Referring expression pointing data
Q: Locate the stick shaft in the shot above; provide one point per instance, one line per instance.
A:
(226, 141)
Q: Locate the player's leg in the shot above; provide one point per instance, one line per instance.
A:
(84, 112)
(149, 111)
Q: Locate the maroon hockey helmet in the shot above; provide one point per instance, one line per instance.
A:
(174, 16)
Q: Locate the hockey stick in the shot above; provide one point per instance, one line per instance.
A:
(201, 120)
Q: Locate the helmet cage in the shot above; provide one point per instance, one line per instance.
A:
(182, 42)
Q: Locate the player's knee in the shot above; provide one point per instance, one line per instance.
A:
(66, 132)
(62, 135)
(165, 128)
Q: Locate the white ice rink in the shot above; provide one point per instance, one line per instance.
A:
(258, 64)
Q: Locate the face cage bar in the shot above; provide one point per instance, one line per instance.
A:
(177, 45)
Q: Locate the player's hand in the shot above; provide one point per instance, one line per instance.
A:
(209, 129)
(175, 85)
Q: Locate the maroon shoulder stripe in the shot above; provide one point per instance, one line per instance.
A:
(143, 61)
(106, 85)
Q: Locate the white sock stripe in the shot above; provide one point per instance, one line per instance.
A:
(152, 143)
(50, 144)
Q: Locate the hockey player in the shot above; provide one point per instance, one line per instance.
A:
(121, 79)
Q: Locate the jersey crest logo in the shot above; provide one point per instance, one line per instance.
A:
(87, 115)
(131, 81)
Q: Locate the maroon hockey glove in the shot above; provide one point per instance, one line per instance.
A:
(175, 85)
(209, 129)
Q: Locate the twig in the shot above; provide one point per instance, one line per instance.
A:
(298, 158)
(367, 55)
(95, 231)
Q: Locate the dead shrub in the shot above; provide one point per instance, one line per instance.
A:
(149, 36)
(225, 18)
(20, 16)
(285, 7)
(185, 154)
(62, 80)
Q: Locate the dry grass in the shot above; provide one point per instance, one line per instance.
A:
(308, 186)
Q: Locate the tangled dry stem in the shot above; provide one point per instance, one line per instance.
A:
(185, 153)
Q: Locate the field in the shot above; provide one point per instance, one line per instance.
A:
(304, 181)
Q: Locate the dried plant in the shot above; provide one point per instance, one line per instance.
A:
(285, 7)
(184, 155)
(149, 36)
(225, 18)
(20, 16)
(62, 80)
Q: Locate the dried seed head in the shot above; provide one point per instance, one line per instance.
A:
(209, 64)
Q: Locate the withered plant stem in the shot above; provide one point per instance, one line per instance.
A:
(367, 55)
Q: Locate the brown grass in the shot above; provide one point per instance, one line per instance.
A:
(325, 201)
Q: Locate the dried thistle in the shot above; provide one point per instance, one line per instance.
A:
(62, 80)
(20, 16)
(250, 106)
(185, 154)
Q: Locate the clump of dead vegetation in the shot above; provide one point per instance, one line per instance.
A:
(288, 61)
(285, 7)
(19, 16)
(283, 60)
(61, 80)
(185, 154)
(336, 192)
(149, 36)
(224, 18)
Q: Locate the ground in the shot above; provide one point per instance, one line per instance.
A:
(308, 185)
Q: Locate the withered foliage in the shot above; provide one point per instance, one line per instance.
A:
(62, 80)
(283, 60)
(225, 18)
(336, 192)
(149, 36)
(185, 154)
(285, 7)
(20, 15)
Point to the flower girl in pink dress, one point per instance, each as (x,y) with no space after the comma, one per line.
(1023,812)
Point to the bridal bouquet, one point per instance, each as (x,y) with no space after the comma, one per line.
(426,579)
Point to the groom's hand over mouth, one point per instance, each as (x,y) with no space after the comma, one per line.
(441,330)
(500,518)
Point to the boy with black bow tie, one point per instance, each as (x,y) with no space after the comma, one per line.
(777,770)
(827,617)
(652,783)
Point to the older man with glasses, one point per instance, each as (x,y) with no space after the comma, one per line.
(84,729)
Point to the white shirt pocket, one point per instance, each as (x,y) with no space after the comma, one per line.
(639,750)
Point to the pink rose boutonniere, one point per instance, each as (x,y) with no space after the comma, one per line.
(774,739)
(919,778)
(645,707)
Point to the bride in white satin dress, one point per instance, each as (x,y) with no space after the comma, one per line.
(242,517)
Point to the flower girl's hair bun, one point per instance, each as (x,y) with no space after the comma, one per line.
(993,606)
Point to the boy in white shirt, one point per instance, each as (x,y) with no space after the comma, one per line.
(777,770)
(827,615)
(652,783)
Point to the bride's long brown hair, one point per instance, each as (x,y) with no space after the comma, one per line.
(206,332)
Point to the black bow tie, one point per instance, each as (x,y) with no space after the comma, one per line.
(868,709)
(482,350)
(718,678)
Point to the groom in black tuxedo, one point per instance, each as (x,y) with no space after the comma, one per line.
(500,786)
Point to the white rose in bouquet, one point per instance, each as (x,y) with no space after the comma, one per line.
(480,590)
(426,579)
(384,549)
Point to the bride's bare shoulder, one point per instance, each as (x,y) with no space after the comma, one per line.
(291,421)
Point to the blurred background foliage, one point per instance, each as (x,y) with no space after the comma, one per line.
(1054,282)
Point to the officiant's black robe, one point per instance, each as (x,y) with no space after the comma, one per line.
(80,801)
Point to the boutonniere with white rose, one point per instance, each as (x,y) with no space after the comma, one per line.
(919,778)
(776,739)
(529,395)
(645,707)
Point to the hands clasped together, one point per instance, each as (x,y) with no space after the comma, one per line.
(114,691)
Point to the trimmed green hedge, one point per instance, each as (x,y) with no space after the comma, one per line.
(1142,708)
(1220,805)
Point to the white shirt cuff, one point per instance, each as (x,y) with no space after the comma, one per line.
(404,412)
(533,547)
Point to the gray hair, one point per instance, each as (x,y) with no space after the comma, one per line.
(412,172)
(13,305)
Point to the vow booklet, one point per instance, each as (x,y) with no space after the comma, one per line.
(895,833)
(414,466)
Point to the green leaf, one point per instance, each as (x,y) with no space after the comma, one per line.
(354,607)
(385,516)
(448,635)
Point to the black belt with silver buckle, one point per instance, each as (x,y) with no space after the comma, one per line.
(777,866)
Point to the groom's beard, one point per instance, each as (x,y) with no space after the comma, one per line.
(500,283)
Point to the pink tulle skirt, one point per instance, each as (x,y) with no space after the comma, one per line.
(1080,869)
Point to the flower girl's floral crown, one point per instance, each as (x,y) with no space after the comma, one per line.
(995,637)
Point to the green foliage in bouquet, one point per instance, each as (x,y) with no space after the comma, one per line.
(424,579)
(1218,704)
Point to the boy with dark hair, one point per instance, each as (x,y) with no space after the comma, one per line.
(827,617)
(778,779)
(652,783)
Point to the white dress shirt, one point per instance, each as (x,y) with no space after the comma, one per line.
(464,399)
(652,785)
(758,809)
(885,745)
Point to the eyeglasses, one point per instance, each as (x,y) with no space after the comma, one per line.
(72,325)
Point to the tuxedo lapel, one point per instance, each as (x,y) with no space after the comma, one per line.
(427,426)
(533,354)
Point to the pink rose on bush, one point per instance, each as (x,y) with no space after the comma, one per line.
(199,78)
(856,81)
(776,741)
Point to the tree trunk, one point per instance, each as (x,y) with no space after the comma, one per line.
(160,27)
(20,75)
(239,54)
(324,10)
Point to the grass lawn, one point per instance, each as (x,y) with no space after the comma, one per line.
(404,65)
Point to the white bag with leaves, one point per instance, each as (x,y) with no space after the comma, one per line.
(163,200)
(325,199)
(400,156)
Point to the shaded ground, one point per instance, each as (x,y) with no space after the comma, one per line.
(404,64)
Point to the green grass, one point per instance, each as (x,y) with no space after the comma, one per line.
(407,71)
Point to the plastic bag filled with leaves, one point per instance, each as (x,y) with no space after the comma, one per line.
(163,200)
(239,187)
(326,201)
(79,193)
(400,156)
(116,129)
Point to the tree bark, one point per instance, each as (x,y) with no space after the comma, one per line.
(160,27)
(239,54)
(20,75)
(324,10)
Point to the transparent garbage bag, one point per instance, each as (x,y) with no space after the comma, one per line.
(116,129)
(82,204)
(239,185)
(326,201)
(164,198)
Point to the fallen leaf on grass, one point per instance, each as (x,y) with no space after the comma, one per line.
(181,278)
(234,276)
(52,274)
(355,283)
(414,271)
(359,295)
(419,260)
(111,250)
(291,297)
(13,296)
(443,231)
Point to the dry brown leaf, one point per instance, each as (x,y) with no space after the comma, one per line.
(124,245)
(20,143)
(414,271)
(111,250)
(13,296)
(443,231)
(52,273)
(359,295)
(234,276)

Work item. Search the entries above for the string "player". Copy each line that holds it.

Answer box.
Q: Locate the player's leg in the shot above; provide one point per instance, one line per instance.
Q: Locate the player's knee in the shot above; provide one point per instance, one line per instance.
Q: Locate the player's hand in the shot above; provide one point per instance, one line per instance.
Q: Locate the hockey player in the shot above; provide one point per instance, one line per instance.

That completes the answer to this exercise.